# WHAT TO WORK ON:
Please print every record below exactly as written, leaving out the pictures.

[Natural-language object grounding data]
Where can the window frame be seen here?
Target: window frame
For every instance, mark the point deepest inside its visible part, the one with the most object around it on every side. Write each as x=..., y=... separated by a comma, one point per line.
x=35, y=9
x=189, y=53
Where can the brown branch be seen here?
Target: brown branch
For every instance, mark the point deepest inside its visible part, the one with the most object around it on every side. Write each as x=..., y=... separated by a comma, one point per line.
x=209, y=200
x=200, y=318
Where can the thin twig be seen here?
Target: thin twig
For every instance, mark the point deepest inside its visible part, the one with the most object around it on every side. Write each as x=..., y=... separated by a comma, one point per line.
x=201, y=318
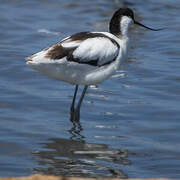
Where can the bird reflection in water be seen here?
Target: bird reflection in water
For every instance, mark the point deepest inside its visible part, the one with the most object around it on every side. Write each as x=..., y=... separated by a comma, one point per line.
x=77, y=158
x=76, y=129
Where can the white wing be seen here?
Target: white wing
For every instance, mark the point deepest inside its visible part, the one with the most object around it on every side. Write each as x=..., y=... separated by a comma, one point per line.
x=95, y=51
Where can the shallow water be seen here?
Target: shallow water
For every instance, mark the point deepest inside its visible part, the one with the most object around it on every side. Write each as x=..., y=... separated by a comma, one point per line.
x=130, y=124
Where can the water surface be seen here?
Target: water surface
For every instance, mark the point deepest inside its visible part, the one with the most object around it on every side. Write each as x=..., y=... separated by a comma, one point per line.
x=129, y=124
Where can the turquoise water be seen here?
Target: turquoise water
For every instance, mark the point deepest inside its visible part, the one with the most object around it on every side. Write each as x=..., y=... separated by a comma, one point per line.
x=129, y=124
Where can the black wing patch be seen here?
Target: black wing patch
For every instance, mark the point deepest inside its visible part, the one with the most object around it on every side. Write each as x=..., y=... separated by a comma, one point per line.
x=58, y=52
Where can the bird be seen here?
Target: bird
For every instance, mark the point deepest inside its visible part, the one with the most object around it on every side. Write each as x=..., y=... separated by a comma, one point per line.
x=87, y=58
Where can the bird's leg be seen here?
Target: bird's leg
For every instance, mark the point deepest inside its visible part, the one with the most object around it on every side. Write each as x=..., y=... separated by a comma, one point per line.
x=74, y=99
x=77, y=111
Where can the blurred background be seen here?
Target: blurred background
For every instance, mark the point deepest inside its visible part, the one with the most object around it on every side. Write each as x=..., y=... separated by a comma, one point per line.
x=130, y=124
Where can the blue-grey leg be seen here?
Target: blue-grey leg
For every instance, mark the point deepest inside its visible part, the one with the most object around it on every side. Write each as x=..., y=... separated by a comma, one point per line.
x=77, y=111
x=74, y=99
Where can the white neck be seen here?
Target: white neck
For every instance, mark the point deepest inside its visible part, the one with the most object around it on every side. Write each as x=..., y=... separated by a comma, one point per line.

# WRITTEN ANSWER:
Where can the window frame be seen here?
Target: window frame
For every instance, mark the point deepest inside its visible part, the one with the most object around it on every side. Write each as x=..., y=... separated by a comma, one point per line.
x=35, y=9
x=189, y=53
Where can the brown branch be seen here?
Target: brown branch
For every instance, mark the point deepest inside its visible part, the one with the most object around it on every side. Write each as x=..., y=... separated by a comma, one point per line.
x=209, y=200
x=200, y=318
Where can the thin twig be seen here?
Target: thin twig
For every instance, mark the point deepest inside its visible part, the one with the most object around it on every side. Write each as x=..., y=... separated by a comma, one point per line.
x=201, y=318
Where can the bird reflection in water be seen here?
Target: bird reflection in water
For every instance, mark the point deepest inside its visible part, the one with the most object around it on every side. Write each as x=..., y=... separated by a comma, one point per line.
x=77, y=158
x=76, y=129
Where can the white wing be seen here?
Target: white wing
For every instance, mark the point deepest inside its visible part, the one with the most object around it on every side. Write each as x=..., y=... separated by a comma, one point per line.
x=95, y=51
Where can the shallow water be seen here?
Target: shallow water
For every instance, mark the point deepest inside its visible part, the one with the most object around it on every side. Write each as x=..., y=... separated by a comma, one point per line.
x=130, y=124
Where can the water surface be seen here?
Target: water surface
For every instance, mark the point deepest inside its visible part, the one with the most object around it on every side. Write each as x=..., y=... separated by a comma, one point per line.
x=129, y=124
Where can the turquoise water be seen here?
Target: turquoise water
For every instance, mark the point deepest inside its visible part, the one with the most object around it on every side. Write each as x=..., y=... separated by a comma, one point per line.
x=129, y=124
Where can the black wing patch be seen here?
Target: black wing patch
For every instance, mark the point deepest inside its visible part, the one with the most object around it on every side. Write each as x=..., y=... separated by a comma, one point per line.
x=58, y=52
Where can the bird be seen here?
Target: bird
For every instance, mark the point deepest inside its visible part, the one with the most object around it on every side. Write each as x=..., y=... separated by a comma, one point per line.
x=87, y=58
Where can the bird's leg be seen here?
Target: bird's leg
For every instance, mark the point deepest inside its visible part, the one with the most object around it on every side. Write each as x=..., y=... separated by a comma, one point per line.
x=74, y=99
x=77, y=111
Where can the blurred background be seen here?
Target: blurred background
For every instance, mark the point deepest inside its visible part, the one with the most object around it on every side. Write each as x=..., y=... separated by a comma, one point per line.
x=130, y=124
Where can the blue-grey leg be seen here?
Target: blue-grey leg
For every instance, mark the point deepest inside its visible part, the one with the most object around it on every side. Write each as x=..., y=... separated by a comma, one point per line.
x=77, y=111
x=74, y=99
Where can the white neck be seen here?
Target: white neck
For every instance, mark the point deepest inside its visible part, the one with the most object around it on every side. Write each as x=..., y=... separated by a comma, one point per line.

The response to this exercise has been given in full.